# LISTED ENTRIES
(begin)
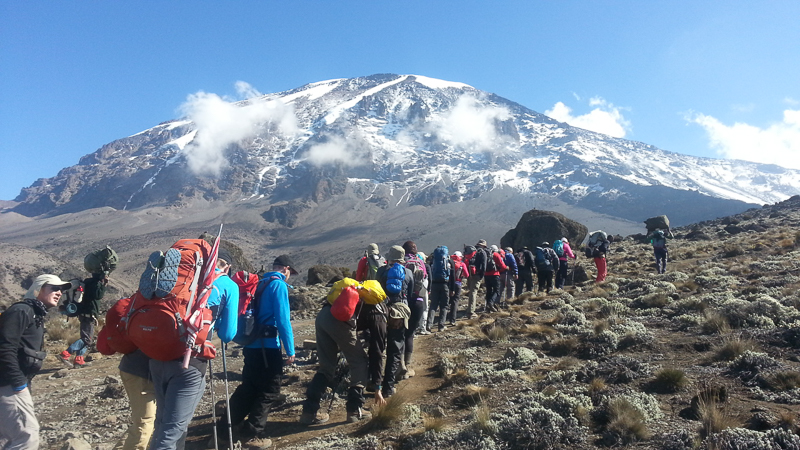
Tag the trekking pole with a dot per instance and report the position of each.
(227, 395)
(213, 403)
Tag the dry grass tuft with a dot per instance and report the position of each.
(783, 381)
(714, 418)
(385, 416)
(716, 323)
(733, 348)
(669, 381)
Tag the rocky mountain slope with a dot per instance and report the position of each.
(705, 356)
(398, 140)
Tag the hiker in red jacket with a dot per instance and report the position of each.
(460, 273)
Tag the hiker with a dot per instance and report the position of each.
(252, 401)
(333, 336)
(491, 277)
(564, 251)
(88, 312)
(21, 356)
(660, 252)
(179, 390)
(398, 282)
(509, 276)
(460, 273)
(526, 269)
(597, 248)
(369, 263)
(546, 261)
(134, 371)
(476, 261)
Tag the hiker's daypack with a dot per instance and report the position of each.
(101, 261)
(597, 237)
(248, 283)
(542, 260)
(417, 268)
(558, 247)
(491, 264)
(248, 327)
(163, 307)
(441, 265)
(373, 265)
(394, 279)
(71, 298)
(659, 240)
(113, 337)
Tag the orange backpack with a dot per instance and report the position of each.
(158, 320)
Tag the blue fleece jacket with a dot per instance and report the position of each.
(274, 311)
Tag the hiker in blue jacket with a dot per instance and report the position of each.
(263, 363)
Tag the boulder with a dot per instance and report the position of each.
(537, 226)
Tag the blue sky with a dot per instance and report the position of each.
(715, 79)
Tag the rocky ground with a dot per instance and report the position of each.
(704, 356)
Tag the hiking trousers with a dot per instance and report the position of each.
(142, 402)
(177, 391)
(452, 315)
(507, 285)
(473, 284)
(602, 269)
(545, 280)
(439, 299)
(661, 259)
(259, 392)
(18, 424)
(526, 279)
(561, 275)
(492, 290)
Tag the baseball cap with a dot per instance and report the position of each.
(286, 261)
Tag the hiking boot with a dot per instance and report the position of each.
(258, 443)
(356, 416)
(309, 418)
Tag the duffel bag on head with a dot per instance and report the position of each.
(346, 304)
(161, 309)
(372, 292)
(333, 294)
(113, 337)
(101, 261)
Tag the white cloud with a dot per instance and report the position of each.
(222, 122)
(778, 144)
(336, 149)
(472, 126)
(604, 118)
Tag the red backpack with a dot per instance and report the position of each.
(248, 283)
(168, 312)
(113, 338)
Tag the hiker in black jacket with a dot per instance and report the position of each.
(21, 356)
(88, 312)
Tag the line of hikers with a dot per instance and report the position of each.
(164, 386)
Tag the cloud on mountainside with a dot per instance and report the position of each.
(604, 118)
(778, 143)
(222, 122)
(472, 125)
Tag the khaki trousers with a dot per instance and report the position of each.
(142, 400)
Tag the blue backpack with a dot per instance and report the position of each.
(394, 279)
(441, 265)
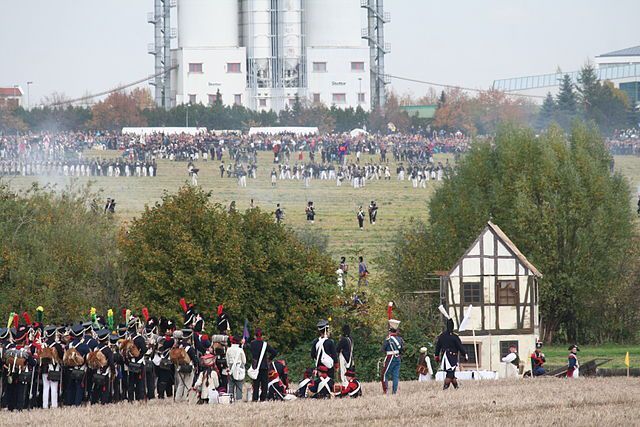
(end)
Swap every "Tag" in the data above for "Mark" and write out all the lines again with nothing else changed. Leave the pictures out.

# FULL RESPONSE
Mark the trekking pole with a dot per instance and report the position of each.
(227, 395)
(213, 403)
Mark the dry grass tuft with a dot per instance and report the position of each.
(783, 381)
(714, 418)
(385, 416)
(716, 323)
(733, 348)
(669, 381)
Mark the rocky mountain slope with a dot per instance and report the position of each.
(705, 356)
(398, 140)
Mark the hiker in red jacket with a dot per instance and report the position of each.
(460, 273)
Mark the hiker with a dot per instance and report the position of each.
(252, 401)
(333, 336)
(491, 277)
(564, 251)
(88, 312)
(21, 356)
(660, 252)
(179, 390)
(398, 282)
(509, 276)
(460, 273)
(526, 269)
(597, 248)
(369, 263)
(546, 261)
(134, 371)
(476, 261)
Mark the hiker's daypack with a dot per instance and report the position of each.
(101, 261)
(597, 237)
(248, 283)
(542, 260)
(417, 268)
(558, 247)
(491, 264)
(248, 327)
(163, 307)
(441, 265)
(373, 265)
(394, 279)
(71, 298)
(659, 240)
(113, 337)
Mark the orange backpack with a dot per instance and report the position of each.
(158, 320)
Mark the blue fleece jacket with a dot per instance and report the position of each.
(274, 311)
Mark the hiker in blue jacket with a dot per instance and report the position of each.
(263, 363)
Mark the boulder with a dot per instance and report the position of each.
(537, 226)
Mark the blue sky with a dot per instance and report the position of each.
(715, 79)
Mark the rocky ground with a dot per instance and report the position of each.
(704, 356)
Mark the hiking trousers with a dot per instance and report the position of each.
(142, 402)
(177, 391)
(452, 315)
(507, 285)
(473, 284)
(602, 269)
(545, 280)
(439, 299)
(661, 259)
(259, 392)
(18, 424)
(526, 279)
(561, 275)
(492, 290)
Mark the baseball cap with a dot per instance and report the position of each.
(286, 261)
Mark the hiking boot with a dot per instance and report the position of each.
(258, 443)
(356, 416)
(309, 418)
Mark the duffel bag on head with a dot per instance and report the position of each.
(346, 304)
(161, 309)
(372, 292)
(333, 294)
(113, 337)
(101, 261)
Mark the white cloud with a dot per instance and report the position of each.
(222, 122)
(778, 144)
(336, 149)
(472, 126)
(604, 118)
Mark the red backpack with a dot per instance and report the position of each.
(248, 283)
(168, 312)
(113, 338)
Mark the hiker in black jacket with a dot per instance and report the position of each.
(21, 356)
(88, 312)
Mark the line of hikers with a dot per instance and report the position of each.
(164, 386)
Mark the cloud on mountainside with a dot per instance and report the position of each.
(604, 118)
(778, 143)
(222, 122)
(472, 125)
Mark the khaki trousers with a dot per instance and report the position of each.
(142, 400)
Mark the blue backpack with a dot per instance and report the position of each.
(394, 279)
(441, 265)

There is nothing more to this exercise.